§ **WHAT YOU ARE ASKED TO DO**
Count the lines of the material below that contain the word "dark", and give only that number.

§ **EXCERPTED RECORDS**
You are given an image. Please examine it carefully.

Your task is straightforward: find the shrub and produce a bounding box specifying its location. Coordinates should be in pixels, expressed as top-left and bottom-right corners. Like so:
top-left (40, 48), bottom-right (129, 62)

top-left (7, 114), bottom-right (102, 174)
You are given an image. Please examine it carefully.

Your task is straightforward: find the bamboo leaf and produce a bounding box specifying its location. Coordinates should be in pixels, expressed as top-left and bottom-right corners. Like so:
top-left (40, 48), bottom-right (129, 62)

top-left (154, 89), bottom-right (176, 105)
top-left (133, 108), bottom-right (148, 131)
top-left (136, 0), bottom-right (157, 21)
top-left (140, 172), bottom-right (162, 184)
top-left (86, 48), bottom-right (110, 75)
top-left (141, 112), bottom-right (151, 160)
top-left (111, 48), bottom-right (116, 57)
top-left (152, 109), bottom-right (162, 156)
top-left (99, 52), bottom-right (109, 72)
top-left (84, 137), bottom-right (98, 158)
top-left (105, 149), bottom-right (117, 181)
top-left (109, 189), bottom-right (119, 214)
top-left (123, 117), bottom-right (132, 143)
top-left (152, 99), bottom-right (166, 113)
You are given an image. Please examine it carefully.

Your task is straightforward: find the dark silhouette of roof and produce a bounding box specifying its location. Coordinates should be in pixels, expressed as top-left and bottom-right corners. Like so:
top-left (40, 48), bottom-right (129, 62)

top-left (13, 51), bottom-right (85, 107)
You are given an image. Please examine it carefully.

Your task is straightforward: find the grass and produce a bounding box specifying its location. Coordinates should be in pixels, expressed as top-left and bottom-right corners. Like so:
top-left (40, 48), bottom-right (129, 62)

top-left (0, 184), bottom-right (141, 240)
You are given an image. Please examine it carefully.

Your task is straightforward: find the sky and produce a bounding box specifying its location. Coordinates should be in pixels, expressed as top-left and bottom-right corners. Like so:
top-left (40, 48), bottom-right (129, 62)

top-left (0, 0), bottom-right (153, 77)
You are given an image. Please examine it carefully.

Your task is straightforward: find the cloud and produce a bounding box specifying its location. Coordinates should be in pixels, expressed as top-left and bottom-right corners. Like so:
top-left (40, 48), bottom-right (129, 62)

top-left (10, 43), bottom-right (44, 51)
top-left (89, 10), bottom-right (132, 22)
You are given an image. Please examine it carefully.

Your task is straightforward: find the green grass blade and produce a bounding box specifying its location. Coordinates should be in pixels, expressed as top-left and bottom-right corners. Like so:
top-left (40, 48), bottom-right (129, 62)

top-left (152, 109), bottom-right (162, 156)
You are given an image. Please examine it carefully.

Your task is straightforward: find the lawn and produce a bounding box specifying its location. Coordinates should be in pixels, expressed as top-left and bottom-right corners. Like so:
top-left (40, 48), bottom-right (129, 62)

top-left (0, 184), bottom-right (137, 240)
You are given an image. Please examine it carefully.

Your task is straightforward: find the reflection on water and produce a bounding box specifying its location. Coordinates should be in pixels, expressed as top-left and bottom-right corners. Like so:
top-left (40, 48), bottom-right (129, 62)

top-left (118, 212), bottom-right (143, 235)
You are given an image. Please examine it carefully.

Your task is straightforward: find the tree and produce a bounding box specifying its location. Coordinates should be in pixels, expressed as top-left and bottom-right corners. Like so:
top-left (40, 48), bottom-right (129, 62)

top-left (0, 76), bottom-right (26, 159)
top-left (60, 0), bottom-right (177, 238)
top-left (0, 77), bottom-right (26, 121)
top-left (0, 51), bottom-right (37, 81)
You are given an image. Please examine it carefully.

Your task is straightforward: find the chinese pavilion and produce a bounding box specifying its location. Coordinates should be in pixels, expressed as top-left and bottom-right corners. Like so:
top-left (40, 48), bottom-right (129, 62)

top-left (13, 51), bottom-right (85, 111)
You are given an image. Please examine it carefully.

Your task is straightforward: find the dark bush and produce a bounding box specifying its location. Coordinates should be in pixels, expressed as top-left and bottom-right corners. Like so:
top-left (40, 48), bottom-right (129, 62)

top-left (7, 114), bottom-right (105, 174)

§ **SOLUTION**
2